REQUIREMENTS
Pull every line of text from the listing below verbatim, and leave the pictures out of your answer.

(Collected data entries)
_ _ _ _
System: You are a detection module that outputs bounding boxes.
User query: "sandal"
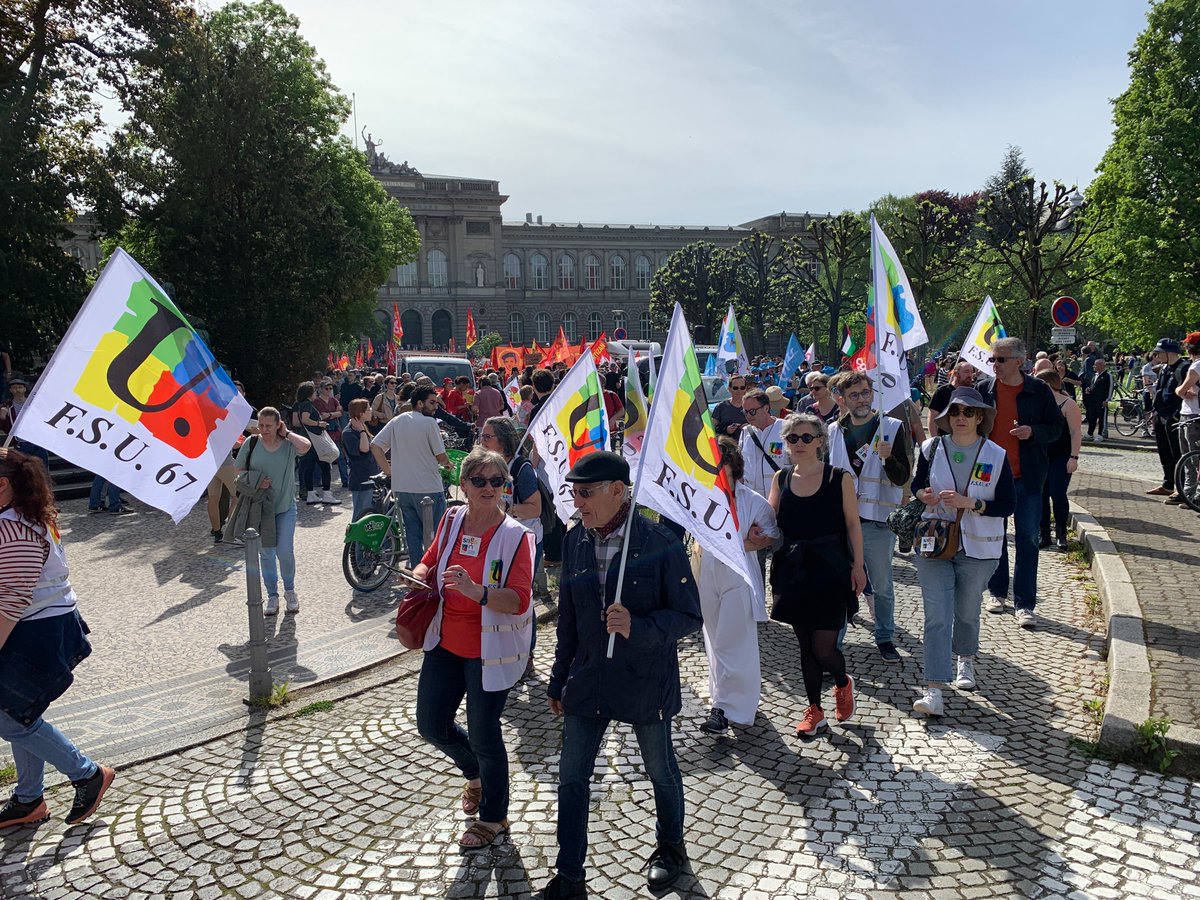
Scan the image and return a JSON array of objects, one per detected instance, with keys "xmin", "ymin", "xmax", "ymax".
[
  {"xmin": 462, "ymin": 785, "xmax": 484, "ymax": 816},
  {"xmin": 458, "ymin": 818, "xmax": 509, "ymax": 851}
]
_ _ _ _
WRITTEN SOLUTION
System: You are a detection module that outputs bounding boxes.
User query: "sandal"
Scan the image and return a JSON array of objects, one per detected instance, with keys "xmin", "ymin", "xmax", "ymax".
[
  {"xmin": 462, "ymin": 785, "xmax": 484, "ymax": 816},
  {"xmin": 458, "ymin": 818, "xmax": 509, "ymax": 851}
]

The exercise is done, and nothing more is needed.